◆ SUPPLIED INFORMATION:
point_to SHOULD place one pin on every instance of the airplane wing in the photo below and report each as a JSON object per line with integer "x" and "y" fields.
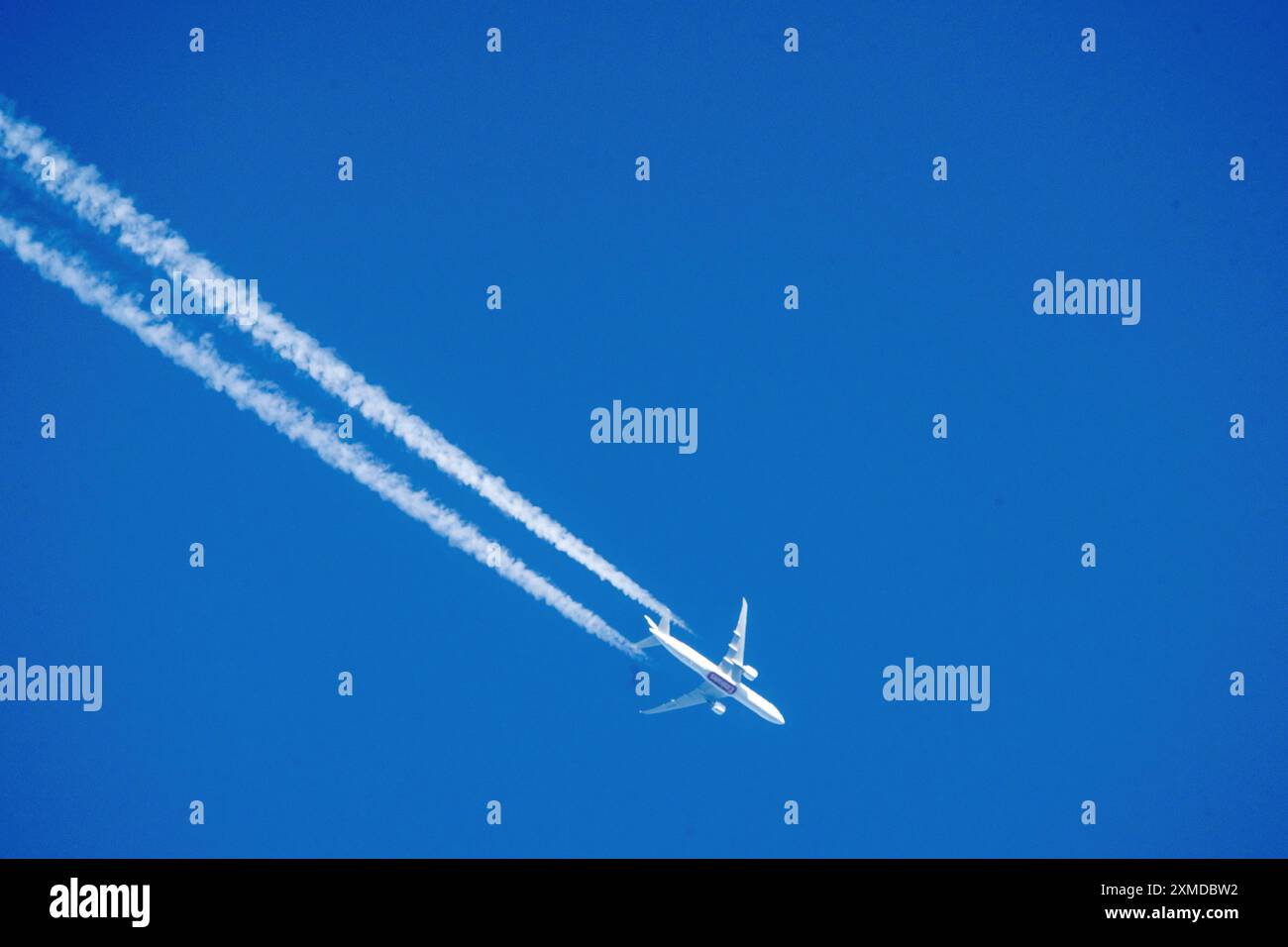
{"x": 695, "y": 697}
{"x": 732, "y": 664}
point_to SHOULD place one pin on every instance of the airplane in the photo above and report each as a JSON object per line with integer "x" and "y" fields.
{"x": 719, "y": 682}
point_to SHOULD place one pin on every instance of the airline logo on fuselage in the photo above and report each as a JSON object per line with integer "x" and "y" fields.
{"x": 721, "y": 684}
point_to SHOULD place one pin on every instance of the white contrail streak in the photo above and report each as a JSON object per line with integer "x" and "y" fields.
{"x": 284, "y": 415}
{"x": 107, "y": 209}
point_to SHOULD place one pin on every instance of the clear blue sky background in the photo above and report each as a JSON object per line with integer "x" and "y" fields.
{"x": 768, "y": 169}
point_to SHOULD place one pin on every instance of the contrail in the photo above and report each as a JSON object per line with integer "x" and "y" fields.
{"x": 284, "y": 415}
{"x": 107, "y": 209}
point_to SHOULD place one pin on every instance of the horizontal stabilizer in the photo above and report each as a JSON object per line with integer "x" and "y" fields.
{"x": 690, "y": 699}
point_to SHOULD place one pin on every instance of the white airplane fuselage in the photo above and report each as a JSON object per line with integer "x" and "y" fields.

◆ INSTRUCTIONS TO FOLLOW:
Copy out word for word everything in the listing from the line containing "point_to SHOULD place one pin on every instance of the airline" down to the end of the listing, including both of those ends.

◆ RESPONSE TO THE EXERCISE:
point_to SHOULD place one pin on every instance of the airline logo on fuselage in the photo above and report each as a JSON object per line with integer "x" and "y" fields.
{"x": 721, "y": 684}
point_to SHOULD place one pin on every instance of the white contrail streak in the photo above and report each as a JSON object per line with integer "x" and "y" fields.
{"x": 284, "y": 415}
{"x": 107, "y": 209}
point_to SHOULD place one pin on every instance of the clear blue sky background in the photo above and report each as a JSON object per line with integer "x" and "y" fields.
{"x": 768, "y": 169}
point_to SHOULD place one pin on every instance of the contrail in the photo above and report each as a JSON object per line with integer "x" and "y" fields.
{"x": 284, "y": 415}
{"x": 107, "y": 209}
point_to SHOULD place one pin on every instance of the horizontal stabilizer in the photo above and report each as a JSON object per line with integer "x" and "y" fields.
{"x": 690, "y": 699}
point_to SHOULD place one pin on every instance of the white airplane fuselage in the photo above and report each as a JSON object per line with integer "x" and "y" fields.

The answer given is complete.